**Provided text**:
Cider Press Hill

Dreaming in color

Last night the lad came home around 9:30, after a several hour stint at a nearby school, preparing for the weekend presentation of their Rose of Treason play at the annual DramaFest competition. He was tired when he walked through the door, but plopped down on the sofa and said, “Let’s talk.” That usually signifies that he wants to give conversation a free reign to end up wherever it wants to go.

“Okay,” I said, “Tell me about your day.” And off we went.

Shortly into our chatter, something he said triggered a thought. “Do you dream in color?” I asked.

“Yes,” he said. “I always dream in color.”

“That’s interesting because there’s a lot of speculation about how many of us dream in color. A fairly high percentage of people have no recollection of color in their dreams.”

“Well,” he said, “there’s always color in my dreams, but sometimes my dreams are mixed media that include both black and white and color at the same time.”

“Fer instance?” I asked.

He described one of his recent dreams to me. He was inside a circa-1900 country store. Visually, the architecture and store setting were black and white. All items in the store were like pen and ink drawings, but the clerk behind the counter was a three dimensional, living-color, human being. The lad, as observer and participant in the dream, was without form, like a camera panning the scene. However, his companion was a brightly rendered cartoon character ("grandpa“ from the cartoon “Hey Arnold"). The dream was like a movie vignette, with ‘grandpa’ walking up the counter asking the clerk for Rudyard Kipling’s fishing rod. Which, I have to tell you, sent me into gales of laughter.

**Dataset content**:
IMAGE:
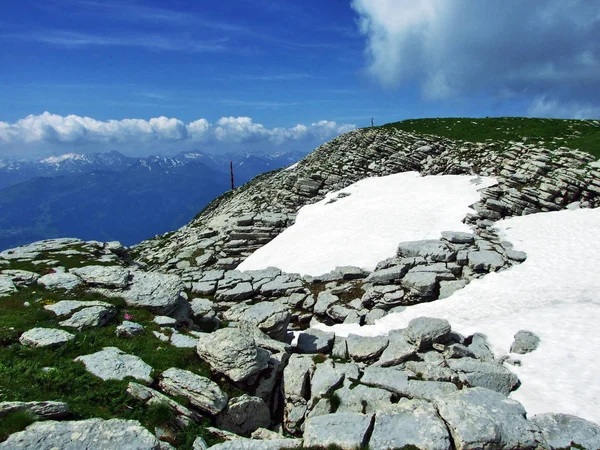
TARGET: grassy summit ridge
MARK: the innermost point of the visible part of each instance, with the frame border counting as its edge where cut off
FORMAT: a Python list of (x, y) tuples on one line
[(583, 135)]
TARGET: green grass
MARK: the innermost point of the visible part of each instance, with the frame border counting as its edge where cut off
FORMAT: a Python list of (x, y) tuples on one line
[(583, 135)]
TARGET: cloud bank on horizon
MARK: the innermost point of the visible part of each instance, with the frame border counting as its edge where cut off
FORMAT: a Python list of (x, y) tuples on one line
[(49, 131), (545, 52)]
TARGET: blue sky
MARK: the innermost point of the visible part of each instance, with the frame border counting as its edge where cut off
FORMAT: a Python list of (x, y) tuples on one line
[(277, 74)]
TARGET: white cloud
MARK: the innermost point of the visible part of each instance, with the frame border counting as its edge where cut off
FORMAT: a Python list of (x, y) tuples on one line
[(55, 130), (452, 48)]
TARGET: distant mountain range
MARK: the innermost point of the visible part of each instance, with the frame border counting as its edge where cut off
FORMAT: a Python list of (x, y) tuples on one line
[(109, 196)]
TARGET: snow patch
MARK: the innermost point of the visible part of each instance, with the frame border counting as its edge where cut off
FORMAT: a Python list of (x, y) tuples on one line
[(555, 293), (366, 227)]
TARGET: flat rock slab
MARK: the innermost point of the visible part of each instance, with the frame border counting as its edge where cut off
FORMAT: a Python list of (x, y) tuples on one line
[(105, 276), (409, 424), (346, 430), (60, 280), (253, 444), (83, 435), (45, 337), (232, 352), (565, 431), (481, 418), (157, 292), (113, 364), (203, 393), (425, 331), (46, 410), (244, 415)]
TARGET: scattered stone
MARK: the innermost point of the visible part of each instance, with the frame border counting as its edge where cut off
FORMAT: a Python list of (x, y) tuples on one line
[(563, 431), (525, 342), (42, 410), (103, 276), (244, 415), (481, 418), (425, 331), (111, 363), (83, 434), (45, 337), (346, 430), (200, 391), (315, 341), (129, 329), (233, 353), (409, 424)]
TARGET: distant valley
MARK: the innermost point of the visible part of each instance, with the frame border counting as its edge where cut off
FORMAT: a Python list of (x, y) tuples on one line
[(109, 196)]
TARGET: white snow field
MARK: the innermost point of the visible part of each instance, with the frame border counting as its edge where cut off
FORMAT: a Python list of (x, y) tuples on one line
[(555, 293), (366, 226)]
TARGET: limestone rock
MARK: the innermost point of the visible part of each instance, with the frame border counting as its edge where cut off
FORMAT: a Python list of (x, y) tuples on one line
[(346, 430), (200, 391), (409, 424), (111, 363), (104, 276), (425, 331), (525, 342), (244, 415), (562, 431), (43, 410), (233, 353), (480, 418), (83, 434), (45, 337)]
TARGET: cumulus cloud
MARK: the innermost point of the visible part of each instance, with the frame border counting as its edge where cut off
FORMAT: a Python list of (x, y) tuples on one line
[(55, 130), (453, 48)]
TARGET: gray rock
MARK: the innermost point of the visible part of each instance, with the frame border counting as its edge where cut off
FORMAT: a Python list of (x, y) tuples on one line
[(253, 444), (157, 292), (485, 261), (324, 300), (458, 237), (129, 329), (346, 430), (65, 308), (490, 375), (315, 341), (94, 316), (200, 391), (409, 424), (398, 351), (151, 397), (42, 410), (425, 331), (60, 280), (7, 286), (233, 353), (525, 342), (83, 434), (240, 291), (389, 379), (297, 375), (432, 250), (244, 415), (104, 276), (45, 337), (563, 431), (111, 363), (363, 348), (480, 418), (325, 379), (269, 317)]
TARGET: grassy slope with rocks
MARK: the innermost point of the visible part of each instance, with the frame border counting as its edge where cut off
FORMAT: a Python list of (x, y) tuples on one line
[(50, 374), (581, 135)]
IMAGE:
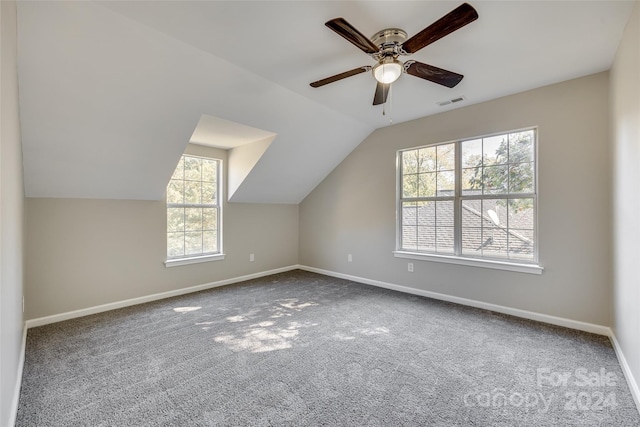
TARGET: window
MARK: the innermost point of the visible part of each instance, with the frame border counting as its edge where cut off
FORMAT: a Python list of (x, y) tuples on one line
[(473, 199), (193, 209)]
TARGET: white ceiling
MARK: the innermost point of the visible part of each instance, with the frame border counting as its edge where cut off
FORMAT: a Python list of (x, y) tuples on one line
[(112, 92)]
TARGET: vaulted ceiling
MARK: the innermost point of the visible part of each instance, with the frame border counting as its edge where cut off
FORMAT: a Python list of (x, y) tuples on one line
[(112, 92)]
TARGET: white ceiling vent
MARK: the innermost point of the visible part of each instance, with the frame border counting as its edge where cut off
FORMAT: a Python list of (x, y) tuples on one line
[(451, 101)]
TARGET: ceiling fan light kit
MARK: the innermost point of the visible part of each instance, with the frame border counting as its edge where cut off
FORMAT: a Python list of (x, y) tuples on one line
[(387, 45), (388, 71)]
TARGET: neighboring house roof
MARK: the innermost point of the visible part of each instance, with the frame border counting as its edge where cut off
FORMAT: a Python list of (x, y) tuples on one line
[(428, 225)]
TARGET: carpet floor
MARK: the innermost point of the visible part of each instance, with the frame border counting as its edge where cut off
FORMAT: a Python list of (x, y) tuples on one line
[(302, 349)]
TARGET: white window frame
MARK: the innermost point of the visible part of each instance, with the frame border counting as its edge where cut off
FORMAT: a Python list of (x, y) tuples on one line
[(208, 256), (458, 257)]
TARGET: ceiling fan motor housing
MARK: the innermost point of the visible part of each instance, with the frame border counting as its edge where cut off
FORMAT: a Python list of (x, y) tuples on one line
[(389, 40)]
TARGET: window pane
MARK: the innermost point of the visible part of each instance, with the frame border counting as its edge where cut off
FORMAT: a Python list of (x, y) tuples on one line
[(175, 244), (471, 240), (410, 162), (503, 228), (426, 214), (410, 237), (209, 241), (471, 153), (521, 147), (494, 150), (494, 212), (446, 157), (179, 172), (209, 168), (427, 184), (209, 219), (494, 243), (410, 186), (444, 213), (446, 183), (175, 219), (426, 226), (192, 168), (208, 193), (427, 159), (521, 214), (444, 239), (471, 213), (175, 191), (192, 192), (521, 244), (496, 179), (193, 219), (192, 226), (521, 178), (471, 181), (193, 243), (427, 239)]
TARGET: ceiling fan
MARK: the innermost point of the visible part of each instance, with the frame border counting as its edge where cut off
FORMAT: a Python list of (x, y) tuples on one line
[(385, 46)]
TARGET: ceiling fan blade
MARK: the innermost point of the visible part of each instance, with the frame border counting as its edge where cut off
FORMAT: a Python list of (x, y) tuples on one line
[(353, 36), (454, 20), (340, 76), (433, 74), (382, 90)]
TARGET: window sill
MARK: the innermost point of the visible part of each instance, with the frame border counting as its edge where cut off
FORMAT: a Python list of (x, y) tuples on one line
[(483, 263), (176, 262)]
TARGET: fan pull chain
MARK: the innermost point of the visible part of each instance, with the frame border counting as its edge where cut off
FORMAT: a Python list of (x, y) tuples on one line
[(384, 106)]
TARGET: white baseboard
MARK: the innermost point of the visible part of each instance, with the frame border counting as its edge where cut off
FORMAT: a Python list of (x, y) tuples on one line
[(16, 390), (32, 323), (545, 318), (631, 381)]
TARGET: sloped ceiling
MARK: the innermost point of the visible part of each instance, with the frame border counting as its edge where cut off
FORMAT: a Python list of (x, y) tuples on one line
[(111, 92)]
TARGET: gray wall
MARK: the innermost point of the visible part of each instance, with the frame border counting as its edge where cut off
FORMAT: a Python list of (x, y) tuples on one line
[(83, 253), (353, 209), (11, 218), (625, 124)]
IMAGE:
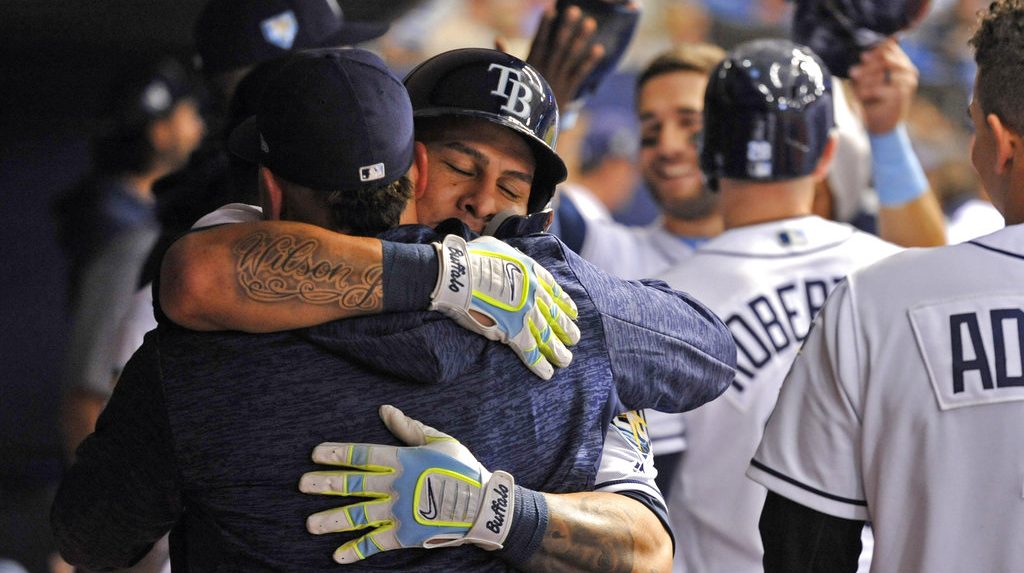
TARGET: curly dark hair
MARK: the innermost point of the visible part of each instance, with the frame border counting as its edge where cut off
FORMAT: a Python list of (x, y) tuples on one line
[(371, 211), (998, 46)]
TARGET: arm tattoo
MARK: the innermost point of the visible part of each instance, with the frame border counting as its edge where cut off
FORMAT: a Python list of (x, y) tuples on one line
[(588, 540), (280, 267)]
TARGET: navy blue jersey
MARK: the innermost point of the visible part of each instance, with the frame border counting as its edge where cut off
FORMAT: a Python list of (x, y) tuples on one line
[(210, 432)]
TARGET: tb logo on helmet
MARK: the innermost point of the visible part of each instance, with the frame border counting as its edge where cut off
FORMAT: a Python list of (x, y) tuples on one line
[(517, 95)]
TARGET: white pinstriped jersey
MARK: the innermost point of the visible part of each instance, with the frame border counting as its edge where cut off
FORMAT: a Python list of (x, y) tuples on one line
[(765, 281), (906, 407)]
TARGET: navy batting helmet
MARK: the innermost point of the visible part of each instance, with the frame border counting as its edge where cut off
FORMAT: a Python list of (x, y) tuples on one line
[(502, 89), (839, 30), (768, 112)]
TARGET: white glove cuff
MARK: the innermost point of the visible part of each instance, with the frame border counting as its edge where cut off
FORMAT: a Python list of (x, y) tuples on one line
[(495, 520), (454, 288)]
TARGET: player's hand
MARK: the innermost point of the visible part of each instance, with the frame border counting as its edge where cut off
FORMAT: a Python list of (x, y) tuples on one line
[(885, 82), (530, 312), (433, 494), (563, 54)]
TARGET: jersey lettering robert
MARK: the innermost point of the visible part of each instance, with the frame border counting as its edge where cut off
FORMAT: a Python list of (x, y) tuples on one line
[(974, 349), (773, 321)]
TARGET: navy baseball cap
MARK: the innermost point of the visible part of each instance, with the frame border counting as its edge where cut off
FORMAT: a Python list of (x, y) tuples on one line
[(142, 97), (331, 119), (232, 34), (610, 133)]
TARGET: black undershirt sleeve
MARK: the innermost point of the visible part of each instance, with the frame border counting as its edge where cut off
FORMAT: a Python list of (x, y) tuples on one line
[(798, 539)]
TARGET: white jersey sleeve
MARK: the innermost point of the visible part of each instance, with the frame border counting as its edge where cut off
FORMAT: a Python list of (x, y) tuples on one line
[(817, 417)]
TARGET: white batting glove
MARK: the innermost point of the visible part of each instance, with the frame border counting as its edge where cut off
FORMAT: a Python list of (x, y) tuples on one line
[(434, 494), (526, 305)]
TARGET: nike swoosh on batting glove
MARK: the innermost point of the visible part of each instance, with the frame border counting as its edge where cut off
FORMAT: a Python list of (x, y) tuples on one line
[(433, 494), (530, 312)]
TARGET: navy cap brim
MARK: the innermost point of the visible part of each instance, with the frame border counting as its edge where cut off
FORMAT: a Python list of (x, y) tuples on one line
[(244, 140)]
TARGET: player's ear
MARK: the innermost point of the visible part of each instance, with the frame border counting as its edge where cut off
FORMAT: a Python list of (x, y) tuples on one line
[(1008, 143), (418, 173), (270, 194), (824, 162)]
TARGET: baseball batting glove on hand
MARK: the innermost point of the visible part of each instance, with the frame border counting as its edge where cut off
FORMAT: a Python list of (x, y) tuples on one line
[(433, 494), (519, 296)]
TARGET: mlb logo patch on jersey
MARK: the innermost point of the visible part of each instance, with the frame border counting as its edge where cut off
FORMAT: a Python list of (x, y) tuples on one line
[(281, 30), (633, 427), (372, 172), (973, 349)]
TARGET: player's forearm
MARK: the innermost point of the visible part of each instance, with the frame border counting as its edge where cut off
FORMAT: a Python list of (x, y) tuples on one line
[(601, 532), (918, 223), (269, 276)]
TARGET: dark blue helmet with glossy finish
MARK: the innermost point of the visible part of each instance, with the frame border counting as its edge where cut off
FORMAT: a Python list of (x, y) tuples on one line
[(768, 113), (502, 89)]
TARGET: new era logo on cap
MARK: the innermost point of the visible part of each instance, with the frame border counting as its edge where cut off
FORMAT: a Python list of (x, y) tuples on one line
[(372, 172), (281, 30)]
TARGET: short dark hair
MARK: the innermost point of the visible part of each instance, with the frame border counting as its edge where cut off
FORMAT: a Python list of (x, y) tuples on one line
[(699, 57), (372, 211), (998, 45)]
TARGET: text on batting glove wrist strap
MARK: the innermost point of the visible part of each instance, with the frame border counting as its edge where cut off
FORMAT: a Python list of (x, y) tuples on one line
[(453, 289), (495, 518)]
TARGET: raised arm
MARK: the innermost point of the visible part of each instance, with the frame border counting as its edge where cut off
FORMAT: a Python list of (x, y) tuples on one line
[(599, 532), (885, 83)]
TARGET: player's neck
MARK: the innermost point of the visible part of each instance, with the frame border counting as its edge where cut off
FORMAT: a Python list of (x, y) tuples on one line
[(709, 226), (140, 185), (750, 204)]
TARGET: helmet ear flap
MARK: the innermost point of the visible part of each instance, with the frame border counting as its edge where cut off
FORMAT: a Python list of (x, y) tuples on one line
[(500, 88)]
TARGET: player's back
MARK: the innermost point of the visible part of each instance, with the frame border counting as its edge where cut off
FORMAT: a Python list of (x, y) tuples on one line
[(942, 405), (766, 282)]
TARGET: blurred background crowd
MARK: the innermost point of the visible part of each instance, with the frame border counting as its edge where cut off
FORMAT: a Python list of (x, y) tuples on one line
[(68, 68)]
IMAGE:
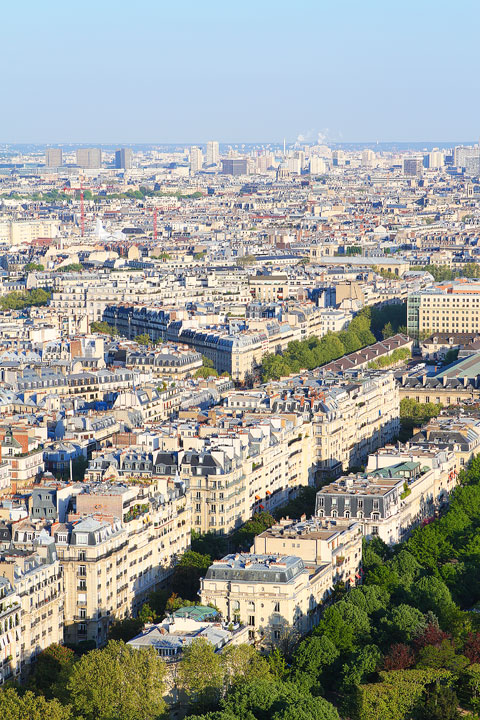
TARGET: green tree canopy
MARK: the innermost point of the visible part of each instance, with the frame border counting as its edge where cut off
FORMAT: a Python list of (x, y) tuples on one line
[(29, 706), (118, 682), (201, 674)]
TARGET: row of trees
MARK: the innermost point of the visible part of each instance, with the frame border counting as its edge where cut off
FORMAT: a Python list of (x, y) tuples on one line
[(443, 272), (400, 646), (404, 644), (21, 300), (369, 325)]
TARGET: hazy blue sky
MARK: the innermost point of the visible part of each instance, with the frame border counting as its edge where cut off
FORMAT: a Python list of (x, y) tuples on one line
[(193, 70)]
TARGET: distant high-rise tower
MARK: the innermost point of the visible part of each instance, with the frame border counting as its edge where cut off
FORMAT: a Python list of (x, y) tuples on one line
[(123, 158), (435, 159), (234, 166), (368, 158), (53, 157), (89, 158), (413, 166), (213, 153), (196, 159)]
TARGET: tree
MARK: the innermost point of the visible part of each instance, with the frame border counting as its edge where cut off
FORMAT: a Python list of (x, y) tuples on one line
[(118, 682), (441, 703), (146, 614), (314, 654), (345, 625), (430, 635), (143, 339), (431, 593), (404, 623), (471, 648), (250, 700), (52, 670), (388, 331), (242, 663), (102, 327), (125, 629), (308, 708), (30, 707), (442, 656), (188, 571), (33, 267), (399, 657), (201, 674)]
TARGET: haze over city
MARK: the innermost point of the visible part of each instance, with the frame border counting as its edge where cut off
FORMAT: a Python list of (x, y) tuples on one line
[(250, 72)]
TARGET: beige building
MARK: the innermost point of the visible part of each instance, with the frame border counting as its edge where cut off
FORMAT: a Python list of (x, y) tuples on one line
[(452, 307), (10, 624), (337, 544), (276, 592), (399, 491), (260, 468), (112, 564), (22, 232), (53, 157), (356, 419), (269, 288), (34, 613), (89, 158)]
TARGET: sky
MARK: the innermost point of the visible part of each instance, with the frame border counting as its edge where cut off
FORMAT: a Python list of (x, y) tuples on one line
[(162, 71)]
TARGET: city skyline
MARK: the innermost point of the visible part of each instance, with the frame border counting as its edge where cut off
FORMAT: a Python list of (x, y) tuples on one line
[(190, 73)]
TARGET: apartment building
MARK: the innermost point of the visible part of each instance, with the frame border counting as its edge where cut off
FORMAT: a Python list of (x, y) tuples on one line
[(270, 593), (10, 623), (450, 307), (32, 604), (353, 420), (230, 478), (399, 491), (22, 232), (460, 435), (337, 544), (112, 563)]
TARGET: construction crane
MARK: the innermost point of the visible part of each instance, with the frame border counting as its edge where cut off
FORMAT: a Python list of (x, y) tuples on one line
[(82, 207), (155, 213)]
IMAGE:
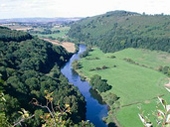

**Stated exercise 1**:
Answer these questions using the post about dreaming in color:
(a) Around what time did the lad get home?
(b) What was the name of the play being prepared for DramaFest?
(c) What did the cartoon companion ask the clerk for?
**Stated exercise 2**: Resume the post about dreaming in color, starting after its final sentence.
The items come from a separate source and are unrelated to the post about dreaming in color.

**Task answer 1**:
(a) Around 9:30.
(b) Rose of Treason.
(c) Rudyard Kipling's fishing rod.

**Task answer 2**:
“I’d like to live in your head for awhile,” I laughed.

Color in dreams is an interesting topic, though. This morning I poked around the web, looking for some info. As far as I can tell, there is still a lot of inquiry into how many of us really do dream in color vs black and white and why some of us do and some of us don’t. I do dream in color, by the way.

Even more interesting is the concept that color vision is made possible by light of varying wavelengths impinging on the color receptors in our retinas. Which, obviously, leads to the question of how we see color in our brains with our eyes closed. How do we imagine in color or have colorful daydreams if light is absent. I can imagine in color in a dark room with my eyes closed. We can replay images from movies in our minds. We can replay living-color life experiences in our minds as if we were reliving them. Artists obviously think in color, too. Seeing color in our minds seems to be a fairly common human experience.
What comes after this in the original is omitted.